→ **Source document**:

On Tuesday night, Ryosei Akazawa, the Japanese trade negotiator, sat across from President Trump’s desk in the Oval Office, clustered alongside the U.S. secretaries of Treasury, commerce and state, trying to convince the president to back off from the punishing tariff rates he had threatened on Japan.
As a carrot, American and Japanese negotiators offered Mr. Trump an extraordinary proposal: Japan would create a $400 billion investment fund that Mr. Trump himself could decide where to invest, with half of the profits flowing to the U.S. government.
The fund represented a significant expansion by the president over domestic investment, an idea that pleased Mr. Trump. He set about renegotiating some of the terms, crossing out numbers and scribbling on a placemat-size visual aid brought to the meeting by Howard Lutnick, the commerce secretary. In the end, Mr. Trump upped the ante and announced that Japan, already the country’s largest foreign investor, would create a fund of $550 billion to invest in the United States, with the U.S. government receiving 90 percent of the profits.
The announcement has raised significant questions about whether that investment will materialize, and how the president will decide where to direct the funds. But the provision appears to be the key way that Japan — which was reluctant to open its agricultural markets to U.S. exports and insistent on lowering Mr. Trump’s tariffs on cars — was able to convince the president to agree to a trade deal.
It is also another novel approach to economic policymaking by Mr. Trump, who has smashed Washington’s conventional wisdom on trade and taken an expansive view of the control presidents should have over the economy.
Karoline Leavitt, the White House press secretary, on Wednesday described the investment as the “centerpiece” of the trade deal with Japan. She said the funds would be spent “at President Trump’s discretion and direction into key industries such as energy, semiconductors, critical minerals, pharmaceuticals and shipbuilding.”

→ **Material supplied**:
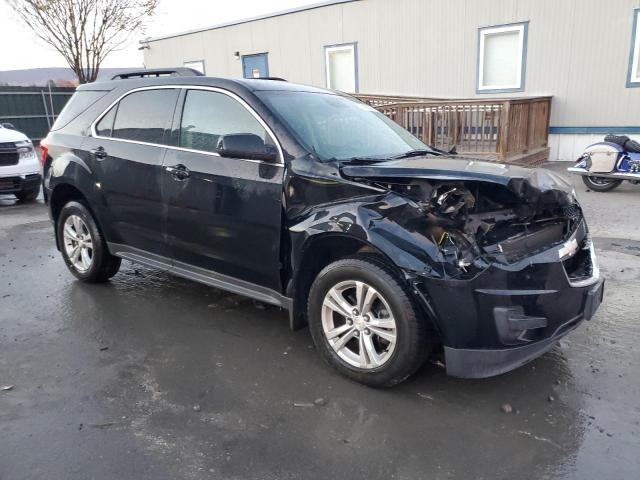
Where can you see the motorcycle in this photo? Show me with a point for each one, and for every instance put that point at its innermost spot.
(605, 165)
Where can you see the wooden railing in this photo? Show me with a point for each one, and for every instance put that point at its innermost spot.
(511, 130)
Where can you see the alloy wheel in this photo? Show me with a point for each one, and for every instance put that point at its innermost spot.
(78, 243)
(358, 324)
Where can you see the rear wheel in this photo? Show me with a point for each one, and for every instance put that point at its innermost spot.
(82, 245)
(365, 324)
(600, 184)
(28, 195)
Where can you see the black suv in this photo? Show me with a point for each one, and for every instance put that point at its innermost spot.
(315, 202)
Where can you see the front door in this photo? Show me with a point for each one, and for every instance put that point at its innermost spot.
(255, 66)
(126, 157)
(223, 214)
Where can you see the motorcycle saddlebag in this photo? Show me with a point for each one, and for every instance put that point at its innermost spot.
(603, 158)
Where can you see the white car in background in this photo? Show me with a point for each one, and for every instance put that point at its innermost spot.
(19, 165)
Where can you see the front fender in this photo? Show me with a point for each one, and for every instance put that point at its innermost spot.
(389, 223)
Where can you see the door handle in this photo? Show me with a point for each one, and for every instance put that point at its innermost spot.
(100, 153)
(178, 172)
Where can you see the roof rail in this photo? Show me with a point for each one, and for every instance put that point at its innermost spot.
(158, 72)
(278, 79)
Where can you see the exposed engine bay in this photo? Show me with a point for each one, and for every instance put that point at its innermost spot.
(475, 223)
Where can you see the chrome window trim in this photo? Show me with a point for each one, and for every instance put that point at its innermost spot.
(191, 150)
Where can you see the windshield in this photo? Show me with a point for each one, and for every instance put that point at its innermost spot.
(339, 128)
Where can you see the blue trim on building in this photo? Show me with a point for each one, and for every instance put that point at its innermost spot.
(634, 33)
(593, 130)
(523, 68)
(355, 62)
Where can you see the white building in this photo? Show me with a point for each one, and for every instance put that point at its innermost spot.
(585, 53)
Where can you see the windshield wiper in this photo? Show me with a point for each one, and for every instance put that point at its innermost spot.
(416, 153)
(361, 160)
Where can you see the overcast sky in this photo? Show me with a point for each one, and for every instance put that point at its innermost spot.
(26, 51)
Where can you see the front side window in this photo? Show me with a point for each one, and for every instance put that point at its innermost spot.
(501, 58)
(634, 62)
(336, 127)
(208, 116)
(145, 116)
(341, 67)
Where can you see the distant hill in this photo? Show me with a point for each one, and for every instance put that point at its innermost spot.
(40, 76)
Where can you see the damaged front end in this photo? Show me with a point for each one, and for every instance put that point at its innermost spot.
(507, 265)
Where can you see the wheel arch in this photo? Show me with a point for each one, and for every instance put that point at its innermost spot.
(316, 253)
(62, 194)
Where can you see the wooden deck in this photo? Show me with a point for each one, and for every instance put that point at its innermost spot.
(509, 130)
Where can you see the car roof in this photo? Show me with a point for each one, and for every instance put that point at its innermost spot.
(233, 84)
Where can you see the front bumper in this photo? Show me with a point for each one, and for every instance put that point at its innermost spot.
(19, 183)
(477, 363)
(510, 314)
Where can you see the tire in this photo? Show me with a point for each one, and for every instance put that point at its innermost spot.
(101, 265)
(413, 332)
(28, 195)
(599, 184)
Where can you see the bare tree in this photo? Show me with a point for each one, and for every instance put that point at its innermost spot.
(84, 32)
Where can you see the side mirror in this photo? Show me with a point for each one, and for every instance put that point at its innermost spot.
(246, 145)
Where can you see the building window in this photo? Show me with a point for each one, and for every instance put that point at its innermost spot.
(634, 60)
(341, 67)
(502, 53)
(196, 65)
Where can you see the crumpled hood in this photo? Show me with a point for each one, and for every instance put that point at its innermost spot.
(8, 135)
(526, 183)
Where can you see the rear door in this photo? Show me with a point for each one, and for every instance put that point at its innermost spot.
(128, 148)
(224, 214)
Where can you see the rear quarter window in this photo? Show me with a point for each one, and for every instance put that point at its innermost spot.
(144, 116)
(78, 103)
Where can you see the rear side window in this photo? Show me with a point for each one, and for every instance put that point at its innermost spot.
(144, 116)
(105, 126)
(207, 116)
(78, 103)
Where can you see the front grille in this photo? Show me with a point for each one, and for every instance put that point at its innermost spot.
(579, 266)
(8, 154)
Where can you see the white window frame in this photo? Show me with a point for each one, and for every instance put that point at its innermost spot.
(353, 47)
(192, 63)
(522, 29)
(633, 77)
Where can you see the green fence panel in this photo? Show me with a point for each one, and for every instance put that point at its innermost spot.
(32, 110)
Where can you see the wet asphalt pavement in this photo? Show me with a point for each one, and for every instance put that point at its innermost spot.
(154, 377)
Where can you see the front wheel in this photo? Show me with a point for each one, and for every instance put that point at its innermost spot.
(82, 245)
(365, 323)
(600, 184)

--

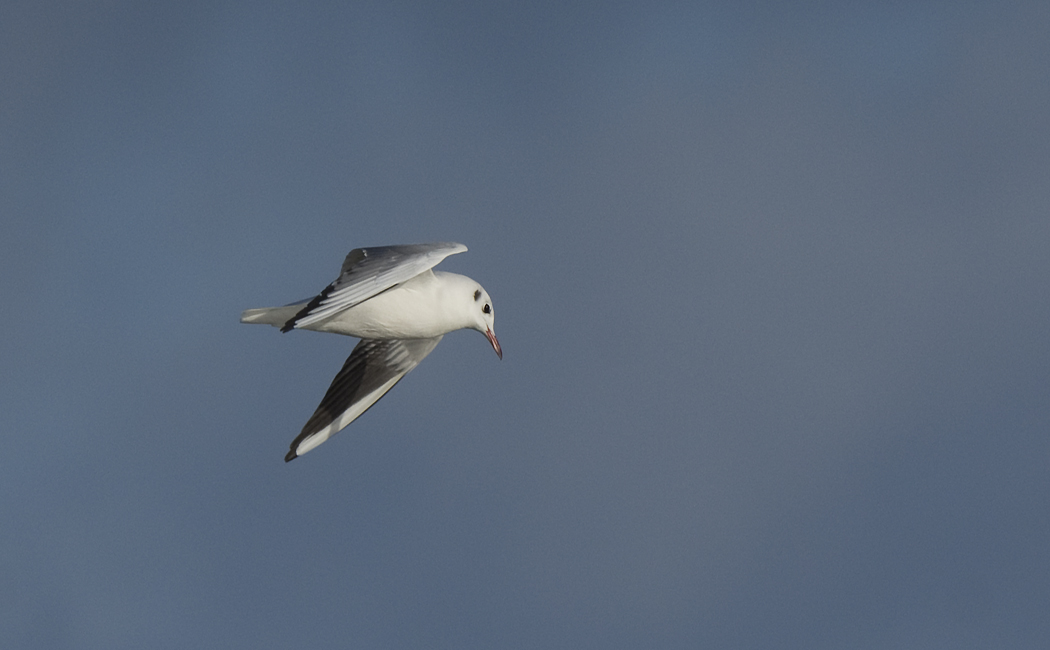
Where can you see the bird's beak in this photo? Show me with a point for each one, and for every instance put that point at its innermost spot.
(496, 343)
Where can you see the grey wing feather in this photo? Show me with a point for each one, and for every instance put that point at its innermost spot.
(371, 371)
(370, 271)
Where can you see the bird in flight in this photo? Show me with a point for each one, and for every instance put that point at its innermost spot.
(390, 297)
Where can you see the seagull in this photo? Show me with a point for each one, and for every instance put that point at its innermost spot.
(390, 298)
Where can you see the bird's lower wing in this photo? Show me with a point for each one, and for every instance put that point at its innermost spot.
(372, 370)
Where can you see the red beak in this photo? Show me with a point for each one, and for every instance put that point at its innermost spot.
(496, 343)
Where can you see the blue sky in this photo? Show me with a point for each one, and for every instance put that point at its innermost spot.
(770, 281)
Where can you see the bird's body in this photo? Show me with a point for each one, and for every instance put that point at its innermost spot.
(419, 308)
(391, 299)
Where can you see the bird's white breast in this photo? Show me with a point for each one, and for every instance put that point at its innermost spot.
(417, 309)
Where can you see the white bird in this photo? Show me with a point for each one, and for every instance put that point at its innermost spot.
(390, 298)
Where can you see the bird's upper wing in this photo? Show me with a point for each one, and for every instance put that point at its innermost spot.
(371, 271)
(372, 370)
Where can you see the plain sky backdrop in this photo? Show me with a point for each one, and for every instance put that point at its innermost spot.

---

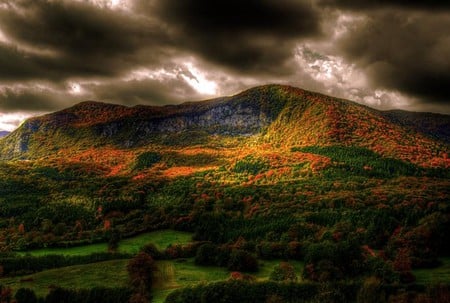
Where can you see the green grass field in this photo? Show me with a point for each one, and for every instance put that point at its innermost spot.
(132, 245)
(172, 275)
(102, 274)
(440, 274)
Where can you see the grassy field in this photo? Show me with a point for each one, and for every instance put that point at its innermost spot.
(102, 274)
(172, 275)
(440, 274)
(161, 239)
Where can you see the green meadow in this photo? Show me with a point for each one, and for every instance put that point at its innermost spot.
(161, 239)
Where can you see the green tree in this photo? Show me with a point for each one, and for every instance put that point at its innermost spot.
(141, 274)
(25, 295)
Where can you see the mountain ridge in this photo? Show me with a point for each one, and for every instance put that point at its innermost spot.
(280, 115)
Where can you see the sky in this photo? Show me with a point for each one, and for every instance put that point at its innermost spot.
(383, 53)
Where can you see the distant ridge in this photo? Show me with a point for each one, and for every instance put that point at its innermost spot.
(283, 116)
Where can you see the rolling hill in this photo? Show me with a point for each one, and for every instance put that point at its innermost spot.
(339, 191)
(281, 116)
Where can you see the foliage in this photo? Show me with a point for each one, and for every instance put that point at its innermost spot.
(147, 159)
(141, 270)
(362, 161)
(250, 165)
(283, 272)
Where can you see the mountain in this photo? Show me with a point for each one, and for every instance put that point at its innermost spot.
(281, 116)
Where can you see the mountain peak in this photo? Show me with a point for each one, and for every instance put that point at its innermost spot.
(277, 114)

→ **Exercise instructions**:
• a. In the article on the Japan investment fund, what share of the profits did Mr. Trump announce the U.S. government would receive?
• b. Summarize the article on the Japan investment fund in two sentences.
You can set aside the data; it isn't needed.

→ **Task answers**:
• a. 90 percent.

• b. To persuade President Trump to ease threatened tariffs, negotiators offered a $400 billion Japanese investment fund that he could direct, which he raised to $550 billion with 90 percent of the profits going to the U.S. government. The fund appears to be how Japan won a trade deal, though questions remain about whether the investment will materialize and how Mr. Trump will decide where to direct it.